■ What is needed ■
Filter the entries below, keeping every line that has the word "target".

■ Records excerpted from a collection ■
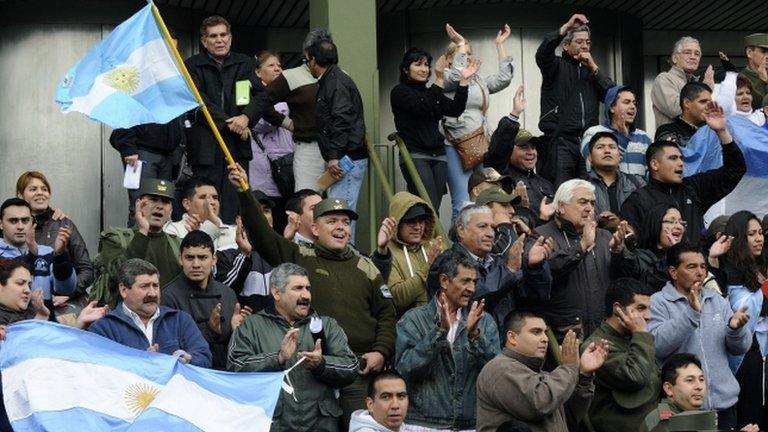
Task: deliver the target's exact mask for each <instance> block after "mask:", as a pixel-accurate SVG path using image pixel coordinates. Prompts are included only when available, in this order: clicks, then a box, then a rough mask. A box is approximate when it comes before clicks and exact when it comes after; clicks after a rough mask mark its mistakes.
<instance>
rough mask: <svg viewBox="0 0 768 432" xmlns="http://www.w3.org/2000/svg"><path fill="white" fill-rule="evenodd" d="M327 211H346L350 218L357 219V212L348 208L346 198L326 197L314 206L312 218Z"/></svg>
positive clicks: (347, 203)
mask: <svg viewBox="0 0 768 432" xmlns="http://www.w3.org/2000/svg"><path fill="white" fill-rule="evenodd" d="M328 213H346V214H348V215H349V218H350V219H352V220H357V213H355V211H354V210H352V209H351V208H349V203H347V200H345V199H341V198H326V199H324V200H322V201H320V202H319V203H317V205H316V206H315V210H314V213H313V215H312V216H313V217H314V219H317V218H319V217H320V216H322V215H324V214H328Z"/></svg>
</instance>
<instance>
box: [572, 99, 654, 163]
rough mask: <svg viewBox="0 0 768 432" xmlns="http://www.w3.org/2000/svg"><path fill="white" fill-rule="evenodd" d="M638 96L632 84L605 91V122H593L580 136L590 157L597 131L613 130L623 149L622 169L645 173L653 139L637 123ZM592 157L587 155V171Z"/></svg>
mask: <svg viewBox="0 0 768 432" xmlns="http://www.w3.org/2000/svg"><path fill="white" fill-rule="evenodd" d="M636 118H637V97H636V96H635V93H634V92H633V91H632V89H631V88H630V87H629V86H613V87H611V88H610V89H608V92H607V93H606V94H605V123H603V124H601V125H597V126H592V127H591V128H589V129H587V131H586V132H584V136H583V137H581V154H582V156H584V157H585V158H588V157H589V150H590V147H589V143H590V142H591V141H592V137H594V136H595V134H597V133H598V132H610V133H612V134H613V136H614V137H616V143H617V144H618V146H619V149H620V151H621V164H620V165H619V170H620V171H621V172H623V173H626V174H637V175H639V176H642V177H645V173H646V172H647V167H646V166H645V150H646V149H648V146H649V145H650V144H651V143H652V142H653V139H651V137H650V135H648V133H646V132H645V131H644V130H642V129H638V128H637V127H635V119H636ZM591 165H592V161H590V160H589V159H587V171H589V169H590V166H591Z"/></svg>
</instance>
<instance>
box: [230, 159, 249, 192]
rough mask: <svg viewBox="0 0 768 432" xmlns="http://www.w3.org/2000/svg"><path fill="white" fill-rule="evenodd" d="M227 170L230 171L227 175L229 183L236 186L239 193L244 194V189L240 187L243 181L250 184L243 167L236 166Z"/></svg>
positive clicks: (235, 186) (235, 188)
mask: <svg viewBox="0 0 768 432" xmlns="http://www.w3.org/2000/svg"><path fill="white" fill-rule="evenodd" d="M227 170H229V174H228V175H227V178H228V179H229V182H230V183H232V186H234V187H235V189H236V190H237V191H238V192H242V191H243V188H242V186H241V185H240V183H241V181H244V182H245V183H246V184H248V175H247V174H246V173H245V170H244V169H243V167H241V166H240V165H239V164H234V165H229V166H227Z"/></svg>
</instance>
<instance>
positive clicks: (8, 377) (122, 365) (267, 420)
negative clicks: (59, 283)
mask: <svg viewBox="0 0 768 432" xmlns="http://www.w3.org/2000/svg"><path fill="white" fill-rule="evenodd" d="M0 369H2V382H3V387H2V388H3V400H4V402H5V408H6V411H7V413H8V418H9V420H10V421H11V425H12V426H13V428H14V430H17V431H88V432H101V431H104V432H107V431H150V430H151V431H164V432H175V431H216V432H222V431H238V432H242V431H268V430H269V427H270V424H271V419H272V414H273V412H274V409H275V405H276V404H277V400H278V397H279V396H280V390H281V385H282V382H283V377H284V373H283V372H270V373H231V372H219V371H214V370H210V369H203V368H199V367H196V366H190V365H184V364H181V363H179V362H178V361H177V359H176V358H175V357H173V356H169V355H165V354H158V353H152V352H145V351H141V350H136V349H133V348H129V347H126V346H123V345H120V344H118V343H117V342H114V341H111V340H109V339H105V338H103V337H101V336H98V335H95V334H92V333H88V332H84V331H82V330H78V329H74V328H71V327H66V326H63V325H60V324H56V323H51V322H47V321H40V320H29V321H22V322H19V323H16V324H14V325H12V326H10V327H9V329H8V335H7V339H6V341H5V342H4V343H3V345H2V348H1V349H0Z"/></svg>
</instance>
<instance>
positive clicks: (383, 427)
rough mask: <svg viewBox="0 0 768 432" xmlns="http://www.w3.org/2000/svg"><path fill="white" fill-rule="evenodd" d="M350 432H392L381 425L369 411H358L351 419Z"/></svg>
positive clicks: (353, 413) (350, 421)
mask: <svg viewBox="0 0 768 432" xmlns="http://www.w3.org/2000/svg"><path fill="white" fill-rule="evenodd" d="M349 432H392V431H391V430H390V429H387V428H386V427H384V426H383V425H381V424H379V423H378V422H377V421H376V420H374V418H373V417H372V416H371V414H370V413H369V412H368V410H357V411H355V412H353V413H352V418H350V419H349Z"/></svg>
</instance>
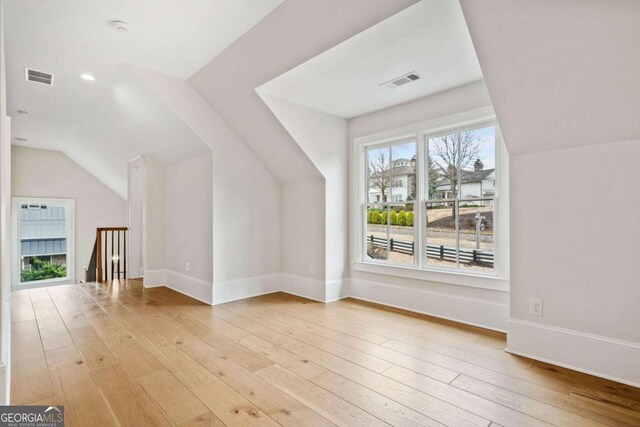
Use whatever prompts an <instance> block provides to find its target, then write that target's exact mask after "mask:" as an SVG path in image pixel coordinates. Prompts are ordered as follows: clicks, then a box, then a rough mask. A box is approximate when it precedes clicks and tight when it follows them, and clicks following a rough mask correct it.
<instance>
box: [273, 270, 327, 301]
mask: <svg viewBox="0 0 640 427" xmlns="http://www.w3.org/2000/svg"><path fill="white" fill-rule="evenodd" d="M280 280H281V283H280V291H282V292H286V293H288V294H291V295H297V296H299V297H302V298H308V299H312V300H314V301H319V302H325V282H324V280H318V279H311V278H309V277H303V276H296V275H293V274H285V273H282V274H281V275H280Z"/></svg>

■ Answer section ■
Task: deliver the target's exact mask for each <instance> block after "mask:", as a pixel-accurate SVG path using image pixel coordinates. Prompts are included only when available, in this order: clicks, then a box, then a rough mask. A box is approximate when it comes before clicks and exact when it comes after; clicks after a rough mask mark its mistakes.
Use whatever prompts an <instance> block provides to find its target, then write that target's exact mask after "mask:" as an SVG path in image pixel coordinates. Prompts are ordered as follows: clicks, then a box, then a rough mask. A box is approximate when it precedes clicks and tight when it follows them, and clicks following a rough mask correct it.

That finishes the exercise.